**Selected extract:**
Web Server Log Analysis Tool - analysis

Any suggestions for an accurate Web Log analysis tool to generate reports on the IIS logs? We used WebTrends, but I don't feel it was accurate.

To analyze weblogs, I don't think you can go wrong with Analog: http://www.analog.cx/
If you are analyzing your own logs, which are often huge files, you will want the fastest analyzer you can find. Analog is fast.
You'll want one that's been around awhile and is still supported. Analog just celebrated its 10'th birthday.
Analog claims to be the most popular logfile analyser in the world.
Multi-languages.
Did I say its free and open source?
As far as accuracy goes, no tool gives perfect results. Javascript fails often in catching hits. Trying to track individual people's paths through a website (i.e. for Analytics purposes) is fraught with problems. And even trying to differentiate hits versus visits and screening out the bots is all more of a black art than a science.
What is best is simply to have a tool that gives decent basic statistics that tell you what you need to know.
I've looked at other tools, such as Deep Log Analyzer: http://www.deep-software.com/, which attempts to do analytics from your weblogs. But speed was a problem. They claim their new version 3.5 - April 2008, which I didn't try, has improved performance. The big advantage of a program like this is the advanced reporting you can do, including custom SQL requests. You have to purchase their professional version ($200) to do most of the analytics and custom queries. If Analog is too simple for you, then try the free version of Deep Log Analyzer.
And you can also try Microsoft's own Log Parser, as was the recommended answer in: https://stackoverflow.com/questions/157677/a-good-iis-log-viewer-for-large-log-files.
But you will need some extra skills to use it.

What are you wanting to analyze from your logs? There are a bunch of tools out there - free or paid for - that will go through the logs and spit out a great variety of figures. Some have real meaning, others are best used with a grain of salt.
What none will show you is "How many people are actually reading my wonderful web pages". Those that attempt to show "distinct site visitors" or any detailed metrics are at best a rough approximation to an indication of a vague trend...
But for what it's worth, we use Analog.

SHORT ANSWER:
You are correct to question the results; log analysis is not adequate to report actual traffic.
LONGER ANSWER:
WebTrends is a great tool for what it delivers. But as a previous administrator of a WebTrends installation, I found that web logs are notoriously bad at capturing metrics of interest.
For instance, if there exists any caching in your web delivery stack (or on the consumers side-- *I'm shaking my fist at YOU, AOL!), then your web logs are instantly non-reflective of your site's actual activity. This is because log analysis assumes that all user consumption will translate to an HTTP request back to the web server-- and thus having been recorded in the IIS logs. In the case of a cache, this would not be the case.
In the future if you want more reliable results, you ultimately need to ensure that there exists a way to bust any caching strategy. The obvious answer is dynamic content. But if you do not want to rewrite all of your content in such a fashion, just ensure your web traffic analysis uses a dynamic call.
WebTrends actually offers a solution to this problem, called SDC server. This is exactly what Google Analytics offers as well-- it's a javascript call back to the analysis server.
...I could go for days on this. If you want more specific information, comment back. ;)
EDIT: With WebTrends, specifically, it is quite important to configure session tracking beyond their default IP/userAgent configuration. If your web server assigns a session cookie, you will find this will increase your reliability; especially for differentiating between users which may sit behind the same NAT.

**Problem A:** Count the lines of the records that contain the word "green", and reply with the number alone.
The forum thread and the records that follow it are unrelated material.

**The input:**
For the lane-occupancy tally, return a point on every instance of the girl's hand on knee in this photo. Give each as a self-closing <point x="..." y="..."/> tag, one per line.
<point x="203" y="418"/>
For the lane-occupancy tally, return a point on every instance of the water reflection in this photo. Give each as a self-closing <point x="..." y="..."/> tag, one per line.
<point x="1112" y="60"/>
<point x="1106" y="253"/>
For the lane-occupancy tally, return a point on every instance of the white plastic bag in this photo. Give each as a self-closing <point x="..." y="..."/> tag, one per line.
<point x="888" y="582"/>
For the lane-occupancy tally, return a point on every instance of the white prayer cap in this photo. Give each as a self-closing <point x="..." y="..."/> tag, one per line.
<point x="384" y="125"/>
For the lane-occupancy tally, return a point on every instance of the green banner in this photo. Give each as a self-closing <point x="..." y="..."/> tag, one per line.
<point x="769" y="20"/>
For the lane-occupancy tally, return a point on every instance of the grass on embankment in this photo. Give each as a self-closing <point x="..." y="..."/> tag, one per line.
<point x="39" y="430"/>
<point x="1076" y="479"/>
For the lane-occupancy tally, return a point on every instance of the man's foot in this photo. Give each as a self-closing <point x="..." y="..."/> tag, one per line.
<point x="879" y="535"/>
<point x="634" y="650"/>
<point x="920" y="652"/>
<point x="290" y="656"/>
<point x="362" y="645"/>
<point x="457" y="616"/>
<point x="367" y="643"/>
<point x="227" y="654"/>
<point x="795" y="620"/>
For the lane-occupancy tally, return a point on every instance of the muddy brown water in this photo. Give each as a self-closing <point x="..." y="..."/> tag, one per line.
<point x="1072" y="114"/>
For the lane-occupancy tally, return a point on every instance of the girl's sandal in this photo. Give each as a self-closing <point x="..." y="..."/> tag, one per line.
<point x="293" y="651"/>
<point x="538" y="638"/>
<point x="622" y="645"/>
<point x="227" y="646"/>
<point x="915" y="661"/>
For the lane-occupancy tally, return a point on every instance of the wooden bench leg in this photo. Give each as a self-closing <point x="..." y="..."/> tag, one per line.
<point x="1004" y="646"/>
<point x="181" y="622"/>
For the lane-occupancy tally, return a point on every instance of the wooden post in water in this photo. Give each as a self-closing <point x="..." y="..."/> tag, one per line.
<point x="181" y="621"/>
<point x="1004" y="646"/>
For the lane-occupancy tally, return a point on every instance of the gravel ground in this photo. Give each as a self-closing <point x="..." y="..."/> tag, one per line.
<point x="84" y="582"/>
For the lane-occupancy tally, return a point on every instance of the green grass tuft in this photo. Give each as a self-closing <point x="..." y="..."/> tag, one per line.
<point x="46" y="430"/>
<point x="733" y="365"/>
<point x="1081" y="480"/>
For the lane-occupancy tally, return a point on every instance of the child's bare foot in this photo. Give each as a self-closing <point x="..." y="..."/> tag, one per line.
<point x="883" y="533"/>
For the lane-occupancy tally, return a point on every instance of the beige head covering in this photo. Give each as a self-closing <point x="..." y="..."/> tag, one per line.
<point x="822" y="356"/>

**Problem B:** List every web address that appears in the forum thread above.

**Correct answer A:** 2

**Correct answer B:**
http://www.analog.cx/
http://www.deep-software.com/
https://stackoverflow.com/questions/157677/a-good-iis-log-viewer-for-large-log-files